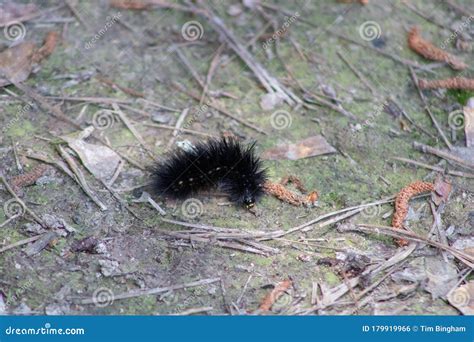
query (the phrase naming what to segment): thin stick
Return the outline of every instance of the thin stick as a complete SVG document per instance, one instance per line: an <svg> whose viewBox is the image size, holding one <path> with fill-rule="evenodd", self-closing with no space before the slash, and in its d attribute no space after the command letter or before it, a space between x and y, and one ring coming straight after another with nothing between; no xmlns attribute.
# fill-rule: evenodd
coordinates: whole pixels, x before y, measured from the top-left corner
<svg viewBox="0 0 474 342"><path fill-rule="evenodd" d="M176 128L176 127L174 127L174 126L168 126L168 125L162 125L162 124L155 124L155 123L144 123L143 125L144 125L144 126L148 126L148 127L156 127L156 128L169 129L169 130L172 130L172 131L178 130L179 132L201 135L201 136L203 136L203 137L208 137L208 138L217 138L217 135L212 135L212 134L205 133L205 132L199 132L199 131L195 131L195 130L193 130L193 129L188 129L188 128L182 128L182 127Z"/></svg>
<svg viewBox="0 0 474 342"><path fill-rule="evenodd" d="M171 316L189 316L189 315L194 315L194 314L197 314L197 313L209 312L209 311L212 311L212 310L214 310L214 308L212 306L204 306L204 307L201 307L201 308L187 309L187 310L181 311L181 312L176 313L176 314L171 314Z"/></svg>
<svg viewBox="0 0 474 342"><path fill-rule="evenodd" d="M16 219L17 217L21 217L21 215L13 215L13 216L10 217L9 219L5 220L5 222L2 222L2 224L0 224L0 228L5 227L7 224L9 224L11 221L13 221L14 219Z"/></svg>
<svg viewBox="0 0 474 342"><path fill-rule="evenodd" d="M43 110L45 111L45 113L47 114L50 114L52 116L54 116L55 118L59 119L59 120L62 120L68 124L70 124L71 126L73 126L74 128L76 129L79 129L79 130L82 130L81 126L79 124L77 124L75 121L73 121L72 119L70 119L69 117L67 117L62 111L61 109L59 109L58 107L56 106L52 106L51 104L48 103L48 101L46 101L46 99L41 96L40 94L38 94L36 91L33 90L33 88L27 86L26 84L23 84L23 83L14 83L14 85L22 90L28 97L32 98L33 100L35 100L39 105L40 107L43 108ZM104 141L104 139L96 136L96 135L92 135L92 137L94 139L96 139L97 141L100 141L102 144L108 146L108 144ZM110 146L109 146L110 147ZM145 168L143 166L141 166L140 164L138 164L137 162L135 162L134 160L132 160L131 158L129 158L128 156L122 154L121 152L119 151L115 151L115 153L117 153L119 156L121 156L123 159L125 159L126 161L128 161L130 164L132 164L133 166L139 168L140 170L144 170Z"/></svg>
<svg viewBox="0 0 474 342"><path fill-rule="evenodd" d="M438 247L444 251L451 253L454 257L456 257L458 260L460 260L467 266L474 268L474 256L464 253L458 249L452 248L451 246L448 246L446 244L429 240L409 230L397 229L397 228L392 228L392 227L387 227L387 226L369 225L369 224L358 224L357 227L361 231L368 231L371 233L382 233L382 234L393 236L393 237L402 237L403 239L408 239L415 242L422 242L434 247ZM349 229L354 229L354 228L349 228Z"/></svg>
<svg viewBox="0 0 474 342"><path fill-rule="evenodd" d="M173 146L174 141L176 140L176 137L178 136L178 131L181 128L181 125L186 119L186 116L188 115L188 113L189 113L189 108L184 108L181 114L179 115L179 118L176 121L175 129L173 130L173 133L171 134L171 139L168 141L168 148Z"/></svg>
<svg viewBox="0 0 474 342"><path fill-rule="evenodd" d="M112 103L112 108L114 109L114 112L119 116L120 120L122 120L123 124L130 130L130 132L132 132L133 136L138 140L140 145L142 145L145 151L147 151L150 157L154 158L153 152L150 148L148 148L145 140L143 140L140 133L138 133L138 131L135 129L134 125L132 125L125 113L120 109L119 105L116 103Z"/></svg>
<svg viewBox="0 0 474 342"><path fill-rule="evenodd" d="M269 4L269 3L260 3L261 6L263 7L266 7L266 8L269 8L271 10L274 10L274 11L277 11L277 12L281 12L285 15L289 15L289 16L292 16L294 13L288 11L288 10L285 10L283 8L280 8L278 6L275 6L273 4ZM342 40L345 40L345 41L348 41L352 44L356 44L356 45L359 45L359 46L362 46L364 49L368 49L368 50L372 50L372 51L375 51L377 52L378 54L384 56L384 57L387 57L387 58L390 58L392 59L393 61L397 62L397 63L400 63L400 64L403 64L403 65L406 65L406 66L412 66L414 68L418 68L418 69L422 69L426 72L430 72L430 73L434 73L433 71L431 71L427 66L424 66L424 65L420 65L418 64L417 62L415 61L412 61L412 60L409 60L409 59L405 59L405 58L402 58L402 57L399 57L397 55L395 55L394 53L390 53L390 52L386 52L384 50L381 50L379 48L376 48L374 46L371 46L371 45L368 45L368 44L364 44L364 43L361 43L357 40L354 40L352 38L349 38L348 36L345 36L343 34L340 34L340 33L337 33L337 32L334 32L332 31L330 28L324 28L324 27L319 27L317 26L316 24L314 24L314 22L310 21L310 20L306 20L304 18L298 18L297 21L295 21L295 23L304 23L306 25L309 25L311 27L314 27L314 28L318 28L318 29L322 29L324 31L326 31L327 33L333 35L333 36L336 36L338 37L339 39L342 39Z"/></svg>
<svg viewBox="0 0 474 342"><path fill-rule="evenodd" d="M87 196L90 197L90 199L97 204L97 206L102 210L105 211L107 210L107 206L102 203L97 196L92 192L92 190L89 188L89 185L87 184L86 178L84 177L84 174L82 171L79 169L77 166L76 162L72 157L69 155L69 153L66 152L66 150L61 146L57 146L59 154L63 159L66 161L66 163L69 165L71 168L72 172L75 174L74 180L80 185L82 190L86 193Z"/></svg>
<svg viewBox="0 0 474 342"><path fill-rule="evenodd" d="M15 247L18 247L18 246L26 245L27 243L30 243L30 242L33 242L33 241L36 241L36 240L42 238L44 235L45 234L40 234L40 235L30 237L28 239L24 239L24 240L20 240L20 241L17 241L15 243L12 243L8 246L5 246L5 247L1 248L0 253L3 253L5 251L8 251L9 249L12 249L12 248L15 248Z"/></svg>
<svg viewBox="0 0 474 342"><path fill-rule="evenodd" d="M352 119L352 120L357 120L357 117L352 114L351 112L345 110L344 108L341 108L341 107L338 107L336 105L334 105L333 103L319 97L318 95L314 94L314 93L310 93L309 94L311 96L311 99L308 99L308 98L305 98L305 101L308 101L308 102L314 102L314 103L317 103L319 105L323 105L323 106L326 106L326 107L329 107L331 108L332 110ZM303 105L307 108L310 108L310 109L317 109L315 107L312 107L312 106L309 106L307 103L303 103Z"/></svg>
<svg viewBox="0 0 474 342"><path fill-rule="evenodd" d="M176 83L176 82L173 82L172 83L173 87L176 88L177 90L183 92L184 94L188 95L188 96L191 96L193 99L195 99L196 101L200 101L201 100L201 97L191 91L187 91L185 90L180 84ZM217 102L213 99L209 100L208 102L206 102L206 105L209 106L209 107L212 107L214 108L215 110L219 111L220 113L234 119L235 121L238 121L240 122L241 124L249 127L249 128L252 128L254 129L255 131L259 132L259 133L262 133L262 134L265 134L265 135L268 135L267 132L265 132L263 129L235 116L234 114L232 114L231 112L229 112L227 109L225 108L222 108L220 105L217 104Z"/></svg>
<svg viewBox="0 0 474 342"><path fill-rule="evenodd" d="M2 181L3 185L5 186L5 188L7 189L7 191L10 193L10 195L12 195L12 196L15 198L15 200L16 200L18 203L20 203L23 208L25 208L25 211L26 211L28 214L30 214L31 217L33 217L36 222L38 222L40 225L42 225L42 226L45 227L45 228L48 227L48 226L43 222L43 220L40 219L40 218L38 217L38 215L36 215L36 214L33 212L33 210L31 210L30 208L28 208L28 207L26 206L25 202L23 202L20 197L18 197L18 195L16 194L16 192L13 191L12 187L10 186L10 184L8 184L7 180L5 179L5 177L3 176L3 174L1 174L1 173L0 173L0 181Z"/></svg>
<svg viewBox="0 0 474 342"><path fill-rule="evenodd" d="M169 292L169 291L176 291L176 290L180 290L180 289L186 289L186 288L189 288L189 287L209 285L209 284L217 283L218 281L221 281L221 278L209 278L209 279L202 279L202 280L193 281L193 282L185 283L185 284L181 284L181 285L172 285L172 286L166 286L166 287L155 287L155 288L149 289L149 290L130 291L130 292L125 292L125 293L120 293L120 294L114 295L113 300L156 295L156 294L159 294L159 293L165 293L165 292ZM96 302L97 302L97 298L93 297L93 298L87 298L87 299L81 300L80 304L93 304L93 303L96 303Z"/></svg>

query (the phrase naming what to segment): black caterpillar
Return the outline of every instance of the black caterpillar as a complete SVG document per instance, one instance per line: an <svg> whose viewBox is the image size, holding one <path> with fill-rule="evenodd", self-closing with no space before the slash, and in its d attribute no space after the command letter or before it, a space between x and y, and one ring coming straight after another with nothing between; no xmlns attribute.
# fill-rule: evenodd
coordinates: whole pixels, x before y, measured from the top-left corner
<svg viewBox="0 0 474 342"><path fill-rule="evenodd" d="M211 139L187 151L178 149L154 169L158 194L185 198L210 187L219 187L232 202L253 207L266 181L255 143L244 146L235 139Z"/></svg>

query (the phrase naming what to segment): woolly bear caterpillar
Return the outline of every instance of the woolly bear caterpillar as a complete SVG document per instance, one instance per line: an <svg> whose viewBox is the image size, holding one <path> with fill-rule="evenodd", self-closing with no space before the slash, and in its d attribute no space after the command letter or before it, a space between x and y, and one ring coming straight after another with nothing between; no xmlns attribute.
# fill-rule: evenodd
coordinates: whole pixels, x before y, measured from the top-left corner
<svg viewBox="0 0 474 342"><path fill-rule="evenodd" d="M219 187L232 202L254 206L263 194L267 177L255 143L242 145L232 138L210 139L189 150L177 150L154 169L158 194L185 198L210 187Z"/></svg>

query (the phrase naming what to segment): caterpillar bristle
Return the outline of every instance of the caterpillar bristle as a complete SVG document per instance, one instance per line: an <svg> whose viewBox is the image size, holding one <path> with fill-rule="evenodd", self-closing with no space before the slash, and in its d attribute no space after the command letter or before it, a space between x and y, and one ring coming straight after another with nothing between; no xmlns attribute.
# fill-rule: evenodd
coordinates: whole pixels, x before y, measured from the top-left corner
<svg viewBox="0 0 474 342"><path fill-rule="evenodd" d="M177 149L154 168L158 195L186 198L218 187L232 202L252 207L266 181L255 143L242 145L233 138L210 139L190 150Z"/></svg>

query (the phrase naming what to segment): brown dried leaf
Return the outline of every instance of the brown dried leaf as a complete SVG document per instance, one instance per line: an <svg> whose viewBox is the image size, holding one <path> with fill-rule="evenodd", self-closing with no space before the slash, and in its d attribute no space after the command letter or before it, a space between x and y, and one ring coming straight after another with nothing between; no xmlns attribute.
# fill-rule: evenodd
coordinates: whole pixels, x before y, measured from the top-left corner
<svg viewBox="0 0 474 342"><path fill-rule="evenodd" d="M292 281L290 279L283 280L277 284L275 288L265 296L262 303L259 306L261 311L270 311L273 304L280 298L286 290L290 288Z"/></svg>
<svg viewBox="0 0 474 342"><path fill-rule="evenodd" d="M336 149L329 145L322 135L315 135L298 141L296 144L280 145L268 149L263 152L262 158L268 160L298 160L335 152Z"/></svg>
<svg viewBox="0 0 474 342"><path fill-rule="evenodd" d="M39 49L26 41L0 52L0 87L25 81L33 67L54 51L58 37L57 32L51 31Z"/></svg>

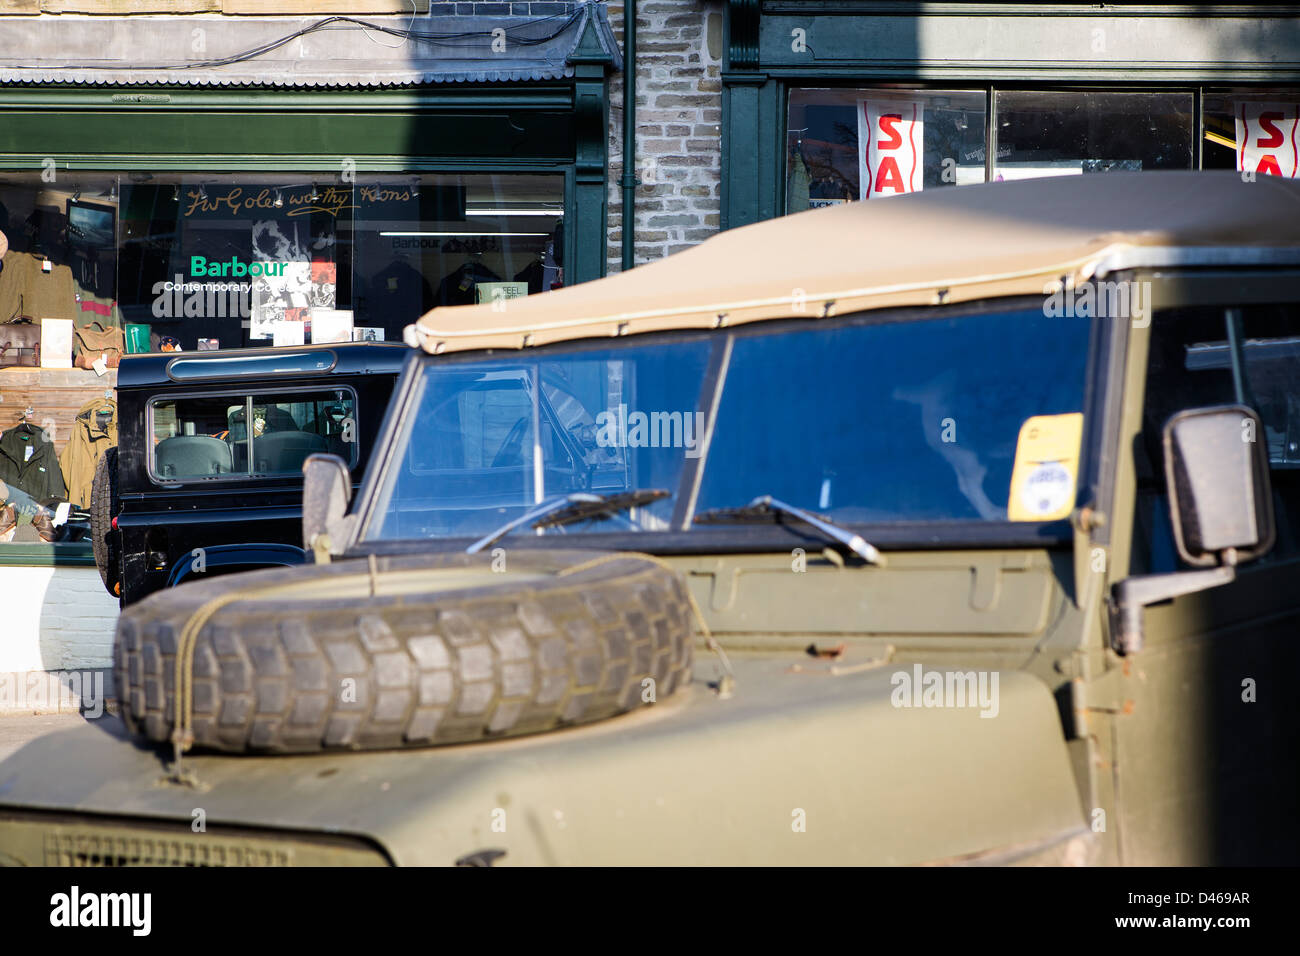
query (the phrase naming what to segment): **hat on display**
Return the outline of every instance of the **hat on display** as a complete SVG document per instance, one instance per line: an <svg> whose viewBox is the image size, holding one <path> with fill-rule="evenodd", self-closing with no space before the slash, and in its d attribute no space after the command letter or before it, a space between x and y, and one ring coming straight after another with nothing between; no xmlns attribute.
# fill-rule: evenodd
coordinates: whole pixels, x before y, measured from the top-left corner
<svg viewBox="0 0 1300 956"><path fill-rule="evenodd" d="M0 232L0 259L3 259L5 257L5 253L8 251L9 251L9 240L5 238L5 234L3 232Z"/></svg>

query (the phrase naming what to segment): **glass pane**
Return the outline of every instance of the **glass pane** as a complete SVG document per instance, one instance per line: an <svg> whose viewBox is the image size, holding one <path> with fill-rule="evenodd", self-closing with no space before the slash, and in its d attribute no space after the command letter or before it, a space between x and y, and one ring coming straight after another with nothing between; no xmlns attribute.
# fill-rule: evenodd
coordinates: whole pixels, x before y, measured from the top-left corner
<svg viewBox="0 0 1300 956"><path fill-rule="evenodd" d="M308 455L338 455L356 463L356 419L352 393L292 392L253 396L253 468L256 475L301 475ZM231 419L234 439L248 433L243 408ZM243 457L238 446L237 458Z"/></svg>
<svg viewBox="0 0 1300 956"><path fill-rule="evenodd" d="M1300 90L1207 90L1202 169L1300 176Z"/></svg>
<svg viewBox="0 0 1300 956"><path fill-rule="evenodd" d="M154 402L153 476L193 481L247 474L247 431L232 428L244 404L237 395Z"/></svg>
<svg viewBox="0 0 1300 956"><path fill-rule="evenodd" d="M1191 93L1000 90L993 179L1191 169Z"/></svg>
<svg viewBox="0 0 1300 956"><path fill-rule="evenodd" d="M167 377L174 382L194 379L310 374L328 372L338 361L334 352L274 352L269 355L240 355L230 358L172 359Z"/></svg>
<svg viewBox="0 0 1300 956"><path fill-rule="evenodd" d="M1082 412L1090 324L1039 308L738 332L696 513L773 495L848 523L1007 520L1026 424ZM541 498L624 489L670 497L564 533L667 530L685 465L702 452L704 371L719 343L429 359L397 438L401 467L365 536L477 536ZM541 477L528 451L534 415Z"/></svg>
<svg viewBox="0 0 1300 956"><path fill-rule="evenodd" d="M790 91L786 212L984 181L982 92Z"/></svg>
<svg viewBox="0 0 1300 956"><path fill-rule="evenodd" d="M141 174L121 197L122 312L185 351L400 341L436 305L563 284L558 175Z"/></svg>
<svg viewBox="0 0 1300 956"><path fill-rule="evenodd" d="M540 361L431 362L366 537L477 536L576 491L675 492L699 448L709 348L696 340L552 349ZM672 511L666 498L587 525L661 530Z"/></svg>
<svg viewBox="0 0 1300 956"><path fill-rule="evenodd" d="M1039 309L738 337L698 511L1006 520L1022 425L1083 410L1088 336Z"/></svg>
<svg viewBox="0 0 1300 956"><path fill-rule="evenodd" d="M346 389L254 395L251 429L248 399L238 395L163 400L151 408L153 475L160 481L300 475L317 452L356 464L356 401Z"/></svg>

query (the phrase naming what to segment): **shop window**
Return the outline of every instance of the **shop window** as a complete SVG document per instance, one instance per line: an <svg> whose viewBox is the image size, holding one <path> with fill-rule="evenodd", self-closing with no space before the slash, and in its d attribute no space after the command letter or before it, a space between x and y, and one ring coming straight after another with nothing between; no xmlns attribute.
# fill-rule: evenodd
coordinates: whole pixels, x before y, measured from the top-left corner
<svg viewBox="0 0 1300 956"><path fill-rule="evenodd" d="M1300 91L1207 90L1201 102L1202 168L1300 176Z"/></svg>
<svg viewBox="0 0 1300 956"><path fill-rule="evenodd" d="M993 180L1194 168L1190 92L995 95Z"/></svg>
<svg viewBox="0 0 1300 956"><path fill-rule="evenodd" d="M344 389L162 399L150 405L150 473L163 483L301 475L318 453L356 464L355 407Z"/></svg>
<svg viewBox="0 0 1300 956"><path fill-rule="evenodd" d="M127 351L401 341L563 285L563 222L559 175L0 173L0 322L97 321Z"/></svg>
<svg viewBox="0 0 1300 956"><path fill-rule="evenodd" d="M1195 168L1190 91L996 90L991 159L985 156L987 96L983 90L791 90L786 212L986 180ZM1232 126L1230 107L1215 106L1215 115L1227 117L1216 125L1209 103L1207 138ZM1294 119L1295 107L1287 110L1284 117ZM1231 165L1230 152L1226 159L1213 151L1206 156L1207 168Z"/></svg>
<svg viewBox="0 0 1300 956"><path fill-rule="evenodd" d="M564 177L0 170L0 251L0 543L85 541L122 354L400 341L435 306L558 288ZM297 474L322 441L354 455L340 403L253 399L295 427L156 407L155 477Z"/></svg>
<svg viewBox="0 0 1300 956"><path fill-rule="evenodd" d="M984 181L983 92L790 92L786 212Z"/></svg>
<svg viewBox="0 0 1300 956"><path fill-rule="evenodd" d="M158 177L122 186L122 311L182 349L401 341L435 306L563 284L559 176Z"/></svg>

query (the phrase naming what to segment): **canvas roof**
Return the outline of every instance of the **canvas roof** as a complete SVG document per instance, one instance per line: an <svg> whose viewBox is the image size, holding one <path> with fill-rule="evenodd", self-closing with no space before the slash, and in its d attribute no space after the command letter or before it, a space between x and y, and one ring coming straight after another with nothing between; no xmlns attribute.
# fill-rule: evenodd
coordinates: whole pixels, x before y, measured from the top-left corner
<svg viewBox="0 0 1300 956"><path fill-rule="evenodd" d="M1156 253L1170 247L1300 253L1300 182L1244 182L1230 171L1115 172L844 203L731 229L605 279L436 308L407 339L435 353L523 348L1041 295L1062 279L1093 277L1117 254L1128 252L1133 265L1161 264Z"/></svg>

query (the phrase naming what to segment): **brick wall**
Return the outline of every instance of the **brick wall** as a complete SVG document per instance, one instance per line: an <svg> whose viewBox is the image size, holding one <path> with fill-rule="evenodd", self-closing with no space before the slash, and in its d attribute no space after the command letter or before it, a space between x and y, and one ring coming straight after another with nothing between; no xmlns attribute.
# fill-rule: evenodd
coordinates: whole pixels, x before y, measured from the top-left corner
<svg viewBox="0 0 1300 956"><path fill-rule="evenodd" d="M0 715L74 713L82 704L73 681L112 696L117 599L94 568L0 567L0 594L9 596L0 627ZM59 672L64 691L41 675ZM76 675L71 677L69 675ZM101 700L102 703L102 700Z"/></svg>
<svg viewBox="0 0 1300 956"><path fill-rule="evenodd" d="M108 667L117 598L94 568L0 567L0 672Z"/></svg>
<svg viewBox="0 0 1300 956"><path fill-rule="evenodd" d="M623 4L609 20L623 42ZM636 261L718 231L722 208L722 4L637 3ZM625 64L631 70L631 64ZM610 84L609 271L622 265L623 75Z"/></svg>

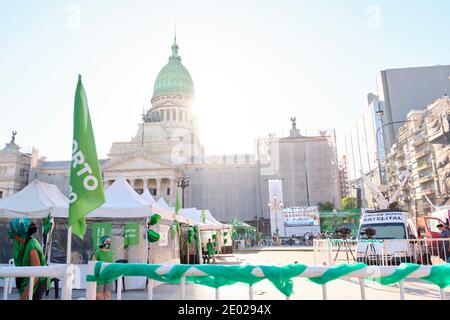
----
- **INSTRUCTIONS FOR THE TASK**
Report each line of the records that holds the word "leaf".

- **TASK OUTPUT**
query (the phrase naming what to segment): brown dried leaf
Return the outline of every instance of the brown dried leaf as a complete SVG document per instance, one instance per line: an <svg> whose viewBox is the image size, holding one <path> with fill-rule="evenodd", self-closing with no space before the slash, and in its d attribute no space after the command letter or before it, a space between x and y, and one ring coming straight after another with nothing between; no xmlns attribute.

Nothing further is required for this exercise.